"""

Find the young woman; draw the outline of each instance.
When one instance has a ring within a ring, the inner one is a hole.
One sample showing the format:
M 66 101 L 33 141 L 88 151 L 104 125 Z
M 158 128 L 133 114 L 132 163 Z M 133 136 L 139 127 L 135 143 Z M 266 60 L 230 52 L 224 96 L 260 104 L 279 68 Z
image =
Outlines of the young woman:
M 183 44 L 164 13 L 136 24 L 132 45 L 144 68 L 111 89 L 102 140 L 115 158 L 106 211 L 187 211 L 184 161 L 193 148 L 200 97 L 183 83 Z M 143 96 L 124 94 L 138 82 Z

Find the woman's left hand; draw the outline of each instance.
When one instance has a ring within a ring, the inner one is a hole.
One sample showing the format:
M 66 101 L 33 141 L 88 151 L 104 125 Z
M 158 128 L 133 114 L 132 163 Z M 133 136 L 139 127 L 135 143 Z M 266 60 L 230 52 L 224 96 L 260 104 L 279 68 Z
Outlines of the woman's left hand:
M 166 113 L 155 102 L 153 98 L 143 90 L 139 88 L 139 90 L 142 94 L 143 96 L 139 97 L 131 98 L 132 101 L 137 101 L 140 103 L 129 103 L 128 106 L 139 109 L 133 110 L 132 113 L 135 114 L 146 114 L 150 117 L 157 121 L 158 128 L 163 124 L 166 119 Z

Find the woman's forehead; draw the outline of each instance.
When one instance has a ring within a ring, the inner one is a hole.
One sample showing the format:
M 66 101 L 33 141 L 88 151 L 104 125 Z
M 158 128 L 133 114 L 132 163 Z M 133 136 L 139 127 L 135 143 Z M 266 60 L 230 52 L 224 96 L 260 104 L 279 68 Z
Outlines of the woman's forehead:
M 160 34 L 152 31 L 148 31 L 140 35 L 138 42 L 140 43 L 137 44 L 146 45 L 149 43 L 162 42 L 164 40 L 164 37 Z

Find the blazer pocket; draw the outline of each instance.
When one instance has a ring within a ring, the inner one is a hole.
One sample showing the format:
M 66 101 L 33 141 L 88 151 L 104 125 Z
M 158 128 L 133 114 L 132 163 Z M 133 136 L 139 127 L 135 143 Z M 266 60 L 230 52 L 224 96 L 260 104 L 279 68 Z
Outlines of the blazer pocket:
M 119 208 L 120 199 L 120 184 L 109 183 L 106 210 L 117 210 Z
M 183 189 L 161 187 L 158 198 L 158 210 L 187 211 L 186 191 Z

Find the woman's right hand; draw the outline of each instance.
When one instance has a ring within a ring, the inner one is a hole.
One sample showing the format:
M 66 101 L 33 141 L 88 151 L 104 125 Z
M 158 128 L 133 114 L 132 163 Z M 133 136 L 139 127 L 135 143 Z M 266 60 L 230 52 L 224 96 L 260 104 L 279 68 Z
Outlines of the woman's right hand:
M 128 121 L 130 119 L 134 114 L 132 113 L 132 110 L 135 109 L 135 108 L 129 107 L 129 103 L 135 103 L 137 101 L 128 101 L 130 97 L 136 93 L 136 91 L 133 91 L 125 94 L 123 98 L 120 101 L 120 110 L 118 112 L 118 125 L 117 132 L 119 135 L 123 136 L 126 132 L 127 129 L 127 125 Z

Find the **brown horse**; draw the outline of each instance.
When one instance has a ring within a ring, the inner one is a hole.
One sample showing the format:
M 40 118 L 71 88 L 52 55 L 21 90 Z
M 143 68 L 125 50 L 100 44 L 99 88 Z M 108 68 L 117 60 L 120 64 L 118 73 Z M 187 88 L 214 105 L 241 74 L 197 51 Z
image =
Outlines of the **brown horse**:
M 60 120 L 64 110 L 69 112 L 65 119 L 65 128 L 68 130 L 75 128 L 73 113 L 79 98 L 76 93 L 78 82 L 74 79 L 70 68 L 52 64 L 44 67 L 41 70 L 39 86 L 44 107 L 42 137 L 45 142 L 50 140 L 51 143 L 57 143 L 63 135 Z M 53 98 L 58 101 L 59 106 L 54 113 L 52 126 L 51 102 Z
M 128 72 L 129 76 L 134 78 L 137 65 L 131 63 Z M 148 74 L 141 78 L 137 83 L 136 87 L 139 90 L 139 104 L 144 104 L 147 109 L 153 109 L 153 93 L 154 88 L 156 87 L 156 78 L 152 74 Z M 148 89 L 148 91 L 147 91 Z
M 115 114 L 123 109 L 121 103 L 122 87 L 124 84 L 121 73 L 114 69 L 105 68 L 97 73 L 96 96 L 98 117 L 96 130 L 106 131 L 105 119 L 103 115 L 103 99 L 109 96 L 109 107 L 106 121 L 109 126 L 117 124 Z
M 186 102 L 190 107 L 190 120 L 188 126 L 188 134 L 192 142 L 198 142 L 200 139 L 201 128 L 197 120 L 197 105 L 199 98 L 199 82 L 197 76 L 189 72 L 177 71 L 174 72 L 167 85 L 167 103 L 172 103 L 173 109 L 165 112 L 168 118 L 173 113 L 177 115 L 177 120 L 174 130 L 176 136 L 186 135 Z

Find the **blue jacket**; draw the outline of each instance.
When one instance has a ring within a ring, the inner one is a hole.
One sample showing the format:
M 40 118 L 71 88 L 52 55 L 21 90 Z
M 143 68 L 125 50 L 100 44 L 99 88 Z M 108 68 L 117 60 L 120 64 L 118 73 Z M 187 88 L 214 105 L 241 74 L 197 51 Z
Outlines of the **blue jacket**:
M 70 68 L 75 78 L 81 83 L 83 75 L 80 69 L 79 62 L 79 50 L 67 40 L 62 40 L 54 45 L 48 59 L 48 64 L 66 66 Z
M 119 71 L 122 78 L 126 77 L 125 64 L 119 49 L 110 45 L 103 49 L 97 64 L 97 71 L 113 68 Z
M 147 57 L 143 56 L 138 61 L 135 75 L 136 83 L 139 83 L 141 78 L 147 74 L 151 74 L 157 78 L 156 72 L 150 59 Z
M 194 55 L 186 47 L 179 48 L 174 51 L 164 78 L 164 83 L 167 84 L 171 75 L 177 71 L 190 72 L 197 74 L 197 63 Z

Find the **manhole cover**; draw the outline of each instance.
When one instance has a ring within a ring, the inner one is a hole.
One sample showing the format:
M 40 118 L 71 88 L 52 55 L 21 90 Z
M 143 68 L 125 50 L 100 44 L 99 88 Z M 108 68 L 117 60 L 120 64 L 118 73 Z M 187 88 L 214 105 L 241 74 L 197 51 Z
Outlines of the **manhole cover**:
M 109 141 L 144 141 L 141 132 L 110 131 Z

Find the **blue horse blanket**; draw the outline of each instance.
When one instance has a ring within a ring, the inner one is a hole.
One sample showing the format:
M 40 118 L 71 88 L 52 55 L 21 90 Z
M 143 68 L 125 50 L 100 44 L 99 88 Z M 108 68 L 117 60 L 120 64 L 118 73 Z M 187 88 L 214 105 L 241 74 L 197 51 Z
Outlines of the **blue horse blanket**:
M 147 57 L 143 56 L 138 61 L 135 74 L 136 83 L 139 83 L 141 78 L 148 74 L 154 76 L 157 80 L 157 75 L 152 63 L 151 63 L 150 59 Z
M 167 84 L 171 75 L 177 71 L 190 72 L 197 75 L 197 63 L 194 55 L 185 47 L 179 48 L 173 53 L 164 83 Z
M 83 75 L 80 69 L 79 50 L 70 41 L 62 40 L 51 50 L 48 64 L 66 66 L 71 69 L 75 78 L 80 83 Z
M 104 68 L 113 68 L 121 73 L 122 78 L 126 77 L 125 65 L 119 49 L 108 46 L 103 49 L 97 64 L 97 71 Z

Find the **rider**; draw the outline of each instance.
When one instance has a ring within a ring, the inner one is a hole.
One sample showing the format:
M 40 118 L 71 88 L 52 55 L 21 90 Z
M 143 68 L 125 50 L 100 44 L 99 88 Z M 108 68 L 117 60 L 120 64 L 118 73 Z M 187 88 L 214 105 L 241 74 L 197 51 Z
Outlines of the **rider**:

"""

WORK TO BE COMPLETED: Revise the data from the line containing "Find the woman's right" down to the line containing "Outlines of the woman's right", replacing "right hand" with "right forearm" and leaving everything else unchanged. Output only those lines.

REPLY:
Find the woman's right forearm; draw the outline of each instance.
When one instance has a ring within a ring, the inner one is a hole.
One sample showing the format:
M 66 101 L 33 141 L 88 151 L 104 125 Z
M 158 128 L 133 114 L 132 163 Z M 133 136 L 139 127 L 135 143 Z M 266 60 L 230 52 L 224 96 L 260 104 L 279 68 Z
Outlines of the woman's right forearm:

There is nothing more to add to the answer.